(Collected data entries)
-.-.-

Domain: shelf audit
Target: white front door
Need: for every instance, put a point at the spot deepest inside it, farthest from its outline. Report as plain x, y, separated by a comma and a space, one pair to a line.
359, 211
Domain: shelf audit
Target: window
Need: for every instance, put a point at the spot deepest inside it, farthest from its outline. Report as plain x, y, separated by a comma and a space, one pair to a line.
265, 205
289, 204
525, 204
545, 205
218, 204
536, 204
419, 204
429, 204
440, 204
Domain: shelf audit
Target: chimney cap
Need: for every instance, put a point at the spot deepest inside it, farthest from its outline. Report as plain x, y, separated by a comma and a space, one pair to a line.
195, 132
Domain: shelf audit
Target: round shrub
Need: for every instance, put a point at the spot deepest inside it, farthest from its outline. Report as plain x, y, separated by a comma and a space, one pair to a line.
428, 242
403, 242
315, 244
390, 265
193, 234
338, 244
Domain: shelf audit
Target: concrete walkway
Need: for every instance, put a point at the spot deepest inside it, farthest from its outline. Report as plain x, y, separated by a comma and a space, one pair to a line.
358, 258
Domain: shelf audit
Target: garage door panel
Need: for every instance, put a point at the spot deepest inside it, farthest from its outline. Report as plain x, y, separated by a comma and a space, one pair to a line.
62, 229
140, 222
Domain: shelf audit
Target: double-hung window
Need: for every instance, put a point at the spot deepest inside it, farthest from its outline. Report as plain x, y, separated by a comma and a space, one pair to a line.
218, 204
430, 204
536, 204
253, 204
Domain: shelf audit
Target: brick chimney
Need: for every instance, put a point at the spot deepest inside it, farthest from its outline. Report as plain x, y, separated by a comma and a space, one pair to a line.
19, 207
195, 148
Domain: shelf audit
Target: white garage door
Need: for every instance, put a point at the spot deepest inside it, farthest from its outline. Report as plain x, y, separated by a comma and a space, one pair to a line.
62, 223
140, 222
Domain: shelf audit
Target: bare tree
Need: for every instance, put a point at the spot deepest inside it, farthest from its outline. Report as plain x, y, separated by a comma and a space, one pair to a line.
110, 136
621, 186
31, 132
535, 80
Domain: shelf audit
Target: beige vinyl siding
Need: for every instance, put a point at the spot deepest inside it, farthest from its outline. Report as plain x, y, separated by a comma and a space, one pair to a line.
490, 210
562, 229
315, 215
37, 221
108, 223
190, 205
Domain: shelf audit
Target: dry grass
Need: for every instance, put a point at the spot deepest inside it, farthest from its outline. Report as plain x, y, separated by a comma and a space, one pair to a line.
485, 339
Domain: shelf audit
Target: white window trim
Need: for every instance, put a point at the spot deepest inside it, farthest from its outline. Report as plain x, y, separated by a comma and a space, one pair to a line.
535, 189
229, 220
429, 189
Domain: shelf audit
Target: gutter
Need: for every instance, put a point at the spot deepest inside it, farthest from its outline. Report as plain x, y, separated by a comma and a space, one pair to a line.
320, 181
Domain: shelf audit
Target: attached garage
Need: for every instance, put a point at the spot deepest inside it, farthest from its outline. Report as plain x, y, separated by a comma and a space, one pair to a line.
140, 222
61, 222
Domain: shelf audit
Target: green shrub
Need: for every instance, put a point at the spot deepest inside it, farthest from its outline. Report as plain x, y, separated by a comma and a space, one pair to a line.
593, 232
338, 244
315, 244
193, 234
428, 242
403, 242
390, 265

-.-.-

### TRY IT
Starting at the first line of the records above, please copy every line exactly through the line containing "Target: chimney cap", and stop there.

### WRITTEN RESPONSE
Domain: shelf audit
Target: white front door
Need: for every instance, put a point at the spot deepest inside it, farthest from its outline. Report as plain x, y, separated by a comma and a space, one pair to a line.
359, 211
Domain: shelf audit
Target: window
Need: for every instance, put a point at the spot deepest inside it, farthest from its outline. Report as plain x, y, separated by a comma and a space, one pair to a line.
265, 205
289, 204
525, 204
545, 205
218, 204
536, 204
419, 204
429, 204
440, 204
Domain: shelf audit
Target: chimney cap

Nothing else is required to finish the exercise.